Content starts
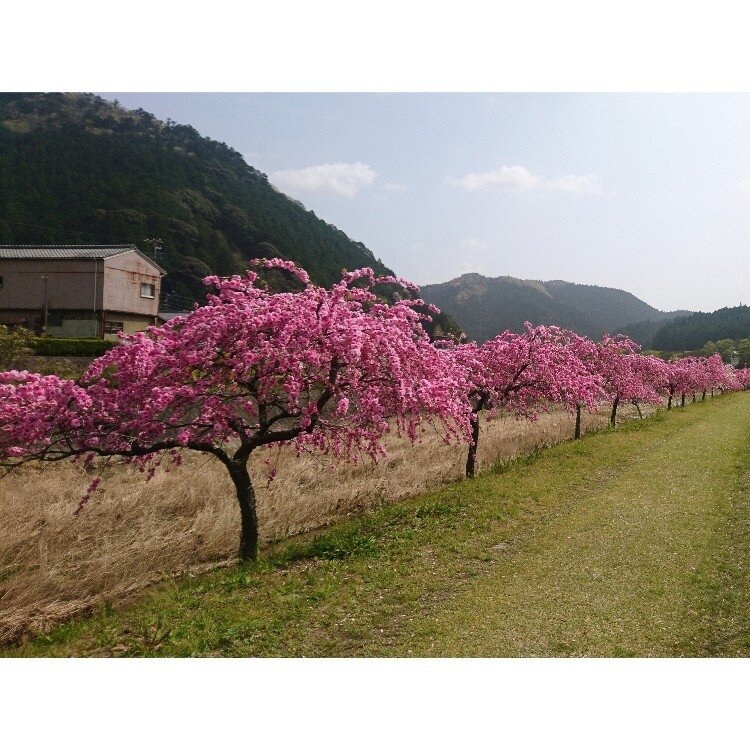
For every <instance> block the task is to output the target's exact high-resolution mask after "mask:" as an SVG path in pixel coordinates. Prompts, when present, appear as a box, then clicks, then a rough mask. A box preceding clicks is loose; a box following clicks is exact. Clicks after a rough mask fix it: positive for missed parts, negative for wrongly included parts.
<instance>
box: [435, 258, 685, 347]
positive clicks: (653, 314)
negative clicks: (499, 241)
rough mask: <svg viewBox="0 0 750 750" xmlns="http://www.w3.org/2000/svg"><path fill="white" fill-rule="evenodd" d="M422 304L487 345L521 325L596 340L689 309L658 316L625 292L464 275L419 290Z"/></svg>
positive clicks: (573, 286) (571, 283)
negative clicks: (426, 301)
mask: <svg viewBox="0 0 750 750" xmlns="http://www.w3.org/2000/svg"><path fill="white" fill-rule="evenodd" d="M421 294H422V297H423V298H424V299H425V301H427V302H431V303H432V304H434V305H437V306H438V307H439V308H440V309H441V310H443V311H445V312H446V313H448V314H449V315H450V316H451V317H453V318H454V319H455V320H456V321H457V323H458V324H459V325H460V326H461V327H462V328H463V329H464V331H465V332H466V333H467V335H468V336H469V338H472V339H475V340H477V341H486V340H487V339H490V338H492V337H494V336H496V335H497V334H498V333H500V332H501V331H504V330H511V331H518V330H520V329H521V328H522V327H523V324H524V322H525V321H527V320H528V321H529V322H530V323H533V324H534V325H558V326H561V327H563V328H569V329H571V330H574V331H576V332H578V333H580V334H582V335H584V336H589V337H591V338H599V337H601V336H602V334H604V333H616V332H619V331H621V330H622V329H623V328H624V327H626V326H628V325H633V324H638V323H643V322H644V321H654V322H661V321H668V320H670V319H672V318H675V317H679V316H682V315H690V314H691V313H690V312H688V311H675V312H663V311H661V310H657V309H656V308H655V307H652V306H651V305H649V304H647V303H646V302H644V301H643V300H641V299H638V297H636V296H635V295H633V294H631V293H630V292H626V291H623V290H622V289H612V288H609V287H600V286H591V285H587V284H574V283H571V282H568V281H559V280H554V281H534V280H528V279H517V278H514V277H512V276H499V277H496V278H488V277H486V276H482V275H480V274H478V273H468V274H464V275H463V276H459V277H458V278H457V279H453V280H452V281H448V282H445V283H443V284H428V285H426V286H423V287H422V289H421Z"/></svg>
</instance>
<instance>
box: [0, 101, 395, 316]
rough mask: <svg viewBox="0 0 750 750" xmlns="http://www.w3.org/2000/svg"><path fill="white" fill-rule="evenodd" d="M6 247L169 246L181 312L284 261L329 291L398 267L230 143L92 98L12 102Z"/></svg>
mask: <svg viewBox="0 0 750 750" xmlns="http://www.w3.org/2000/svg"><path fill="white" fill-rule="evenodd" d="M0 186H1V188H2V189H0V243H69V244H76V243H96V242H111V243H119V242H131V241H132V242H135V243H136V244H137V245H138V246H139V247H140V249H141V250H143V251H144V252H147V253H149V254H151V255H152V257H153V245H149V244H148V243H146V242H144V240H145V239H146V238H160V239H161V240H162V249H161V251H160V252H159V254H158V257H157V258H156V260H157V261H158V262H159V263H160V264H161V265H162V266H163V267H164V268H165V269H166V270H167V271H168V275H167V277H166V279H165V282H164V292H165V293H166V294H168V295H170V296H169V298H168V299H170V300H171V301H172V303H173V305H174V303H177V306H180V303H189V302H190V301H192V300H193V299H196V298H199V297H200V295H201V292H202V285H201V283H200V280H201V278H202V277H204V276H206V275H208V274H210V273H215V274H221V275H224V274H230V273H236V272H241V271H243V270H244V269H246V268H247V260H248V259H250V258H256V257H264V256H268V257H270V256H277V257H283V258H288V259H291V260H293V261H295V262H296V263H298V264H299V265H302V266H303V267H304V268H305V269H306V270H307V271H308V273H309V274H310V276H311V278H312V279H313V281H315V282H316V283H319V284H324V285H329V284H331V283H333V282H334V281H336V280H337V279H339V278H340V274H341V269H342V268H347V269H354V268H361V267H363V266H371V267H372V268H374V269H375V270H376V271H377V272H379V273H386V272H388V269H387V268H386V267H385V266H384V265H383V264H382V263H381V262H380V261H379V260H377V259H376V258H375V257H374V256H373V254H372V253H371V252H370V250H368V249H367V248H366V247H365V246H364V245H363V244H362V243H361V242H355V241H353V240H351V239H349V237H347V236H346V235H345V234H344V233H343V232H342V231H340V230H339V229H337V228H336V227H335V226H332V225H330V224H327V223H326V222H325V221H323V220H321V219H319V218H317V217H316V216H315V214H314V213H313V212H312V211H308V210H306V209H305V207H304V206H303V205H302V204H301V203H299V202H298V201H295V200H293V199H291V198H289V197H287V196H286V195H283V194H282V193H280V192H279V191H277V190H276V189H275V188H274V187H272V186H271V184H270V183H269V182H268V179H267V178H266V176H265V175H264V174H262V173H261V172H259V171H258V170H256V169H254V168H253V167H251V166H248V165H247V164H246V163H245V161H244V159H243V158H242V156H241V155H240V154H239V153H238V152H236V151H234V150H233V149H232V148H230V147H228V146H227V145H225V144H223V143H219V142H217V141H213V140H211V139H209V138H203V137H202V136H201V135H200V134H199V133H198V132H197V131H196V130H195V129H194V128H192V127H190V126H188V125H177V124H175V123H173V122H171V121H167V122H166V123H164V122H161V121H159V120H157V119H156V118H155V117H154V116H153V115H151V114H149V113H148V112H145V111H144V110H142V109H139V110H135V111H131V110H126V109H123V108H121V107H120V106H119V105H117V104H116V103H112V102H108V101H105V100H104V99H101V98H100V97H96V96H93V95H91V94H0Z"/></svg>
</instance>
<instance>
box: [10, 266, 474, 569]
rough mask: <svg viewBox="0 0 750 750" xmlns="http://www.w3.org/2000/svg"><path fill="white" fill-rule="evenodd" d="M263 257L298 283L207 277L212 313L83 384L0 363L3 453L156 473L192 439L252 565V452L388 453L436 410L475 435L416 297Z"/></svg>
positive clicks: (10, 463)
mask: <svg viewBox="0 0 750 750" xmlns="http://www.w3.org/2000/svg"><path fill="white" fill-rule="evenodd" d="M263 265H265V266H267V267H271V268H281V269H285V270H286V271H288V272H291V273H292V274H294V275H295V276H296V277H297V279H298V280H299V281H300V282H301V283H302V284H303V285H304V288H303V290H302V291H300V292H293V293H292V292H290V293H283V294H271V293H269V292H268V291H267V290H266V289H264V288H263V287H262V285H261V284H260V282H259V279H258V277H257V274H256V273H255V272H252V271H250V272H248V273H247V275H246V276H245V277H239V276H234V277H232V278H227V279H219V278H216V277H209V278H207V279H206V283H207V284H208V285H209V286H212V287H215V289H216V291H215V293H214V294H212V295H209V297H208V303H207V304H206V305H205V306H204V307H201V308H198V309H196V310H195V311H194V312H192V313H191V314H189V315H187V316H185V317H180V318H174V319H173V320H172V321H170V322H169V323H167V324H165V325H163V326H161V327H154V328H151V329H149V330H148V331H147V332H146V333H143V334H136V335H134V336H127V337H125V341H124V343H123V344H122V345H120V346H118V347H115V348H114V349H112V350H110V351H109V352H108V353H106V354H105V355H104V356H102V357H100V358H99V359H97V360H96V361H95V362H94V363H92V365H91V366H90V368H89V369H88V371H87V372H86V374H85V375H84V377H83V378H82V380H81V381H80V382H79V383H78V384H74V383H72V382H69V381H65V380H61V379H59V378H57V377H54V376H40V375H35V374H32V373H28V372H16V371H11V372H7V373H3V374H2V375H1V376H0V461H2V463H3V464H4V465H5V466H7V467H13V466H16V465H18V464H21V463H25V462H27V461H36V460H40V461H59V460H64V459H68V458H71V457H76V456H81V457H84V459H85V460H91V459H93V458H94V457H96V456H123V457H125V458H126V459H127V460H129V461H132V462H135V463H136V464H137V465H138V466H139V467H140V468H141V469H143V470H144V471H147V472H148V473H149V475H150V474H152V473H153V471H155V470H156V468H157V467H158V466H159V465H160V464H161V463H162V461H163V460H164V459H165V458H166V459H167V465H169V461H170V460H171V461H175V462H179V460H180V455H181V450H182V449H190V450H194V451H199V452H202V453H206V454H211V455H213V456H215V457H216V458H217V459H218V460H219V461H221V463H222V464H223V465H224V466H225V467H226V470H227V471H228V473H229V476H230V477H231V479H232V482H233V484H234V487H235V490H236V496H237V502H238V504H239V509H240V514H241V519H242V528H241V535H240V545H239V556H240V558H241V559H243V560H254V559H256V558H257V554H258V518H257V512H256V498H255V492H254V488H253V481H252V478H251V476H250V471H249V468H248V461H249V458H250V456H251V454H253V453H254V452H255V451H257V450H259V449H262V448H268V447H271V446H278V445H285V444H292V445H293V446H294V447H295V448H296V450H297V452H298V454H299V453H301V452H302V451H316V452H320V453H325V454H331V455H332V456H333V457H334V458H336V459H352V460H356V459H357V458H358V457H360V456H369V457H371V458H372V459H377V458H378V457H379V456H382V455H384V453H385V450H384V442H383V440H384V437H385V435H386V434H387V433H388V432H391V431H393V432H395V433H397V434H398V435H404V436H406V437H407V438H408V439H410V440H412V441H415V440H418V438H419V435H420V430H421V424H422V423H423V422H424V421H425V420H426V421H428V422H430V421H431V422H437V423H438V426H439V427H442V428H443V434H444V438H445V440H446V441H450V439H451V438H453V437H457V436H459V435H462V436H466V438H467V439H468V429H469V421H468V419H469V414H468V410H467V409H466V407H465V401H464V399H463V398H462V397H463V395H464V391H465V385H464V383H463V380H462V377H463V375H462V373H461V372H460V371H459V370H458V369H457V368H456V367H455V365H454V364H453V360H452V358H451V357H450V356H449V355H448V354H447V353H446V352H442V351H439V350H438V349H436V348H435V347H434V346H432V344H431V343H430V341H429V339H428V337H427V335H426V333H425V331H424V329H423V328H422V326H421V323H422V320H423V318H424V316H423V315H421V314H420V313H418V312H416V311H415V309H414V307H415V305H416V304H418V301H417V302H415V301H411V300H403V301H398V302H396V303H395V304H392V305H389V304H386V303H384V302H383V301H382V300H381V299H379V298H378V297H377V296H376V294H375V293H374V291H373V289H374V287H375V286H376V285H377V284H381V283H388V284H402V285H404V282H400V281H398V280H396V279H392V278H378V277H376V276H375V275H374V274H373V272H372V271H371V270H370V269H362V270H360V271H355V272H352V273H348V274H345V275H344V277H343V280H342V281H341V282H340V283H338V284H336V285H335V286H334V287H333V288H332V289H330V290H327V289H324V288H322V287H318V286H314V285H312V284H311V283H310V281H309V278H308V277H307V274H306V273H305V272H304V271H303V270H301V269H299V268H297V267H295V266H294V265H293V264H291V263H289V262H284V261H279V260H271V261H264V262H263ZM95 484H96V482H95ZM95 484H94V487H95ZM91 489H92V488H90V491H91ZM89 494H90V493H89Z"/></svg>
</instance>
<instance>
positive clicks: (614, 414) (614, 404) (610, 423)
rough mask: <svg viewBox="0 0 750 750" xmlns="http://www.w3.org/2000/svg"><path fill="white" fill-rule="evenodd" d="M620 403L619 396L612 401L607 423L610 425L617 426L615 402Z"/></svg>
Content ends
Problem details: Among the lines above, find the one with "negative clicks: (499, 241)" and the one with "positive clicks: (573, 286) (571, 283)". Quote both and everything between them, exactly.

Solved problem:
negative clicks: (499, 241)
rough mask: <svg viewBox="0 0 750 750" xmlns="http://www.w3.org/2000/svg"><path fill="white" fill-rule="evenodd" d="M422 304L487 345L521 325L596 340L689 309L658 316L625 292L464 275L419 290Z"/></svg>
positive clicks: (573, 286) (571, 283)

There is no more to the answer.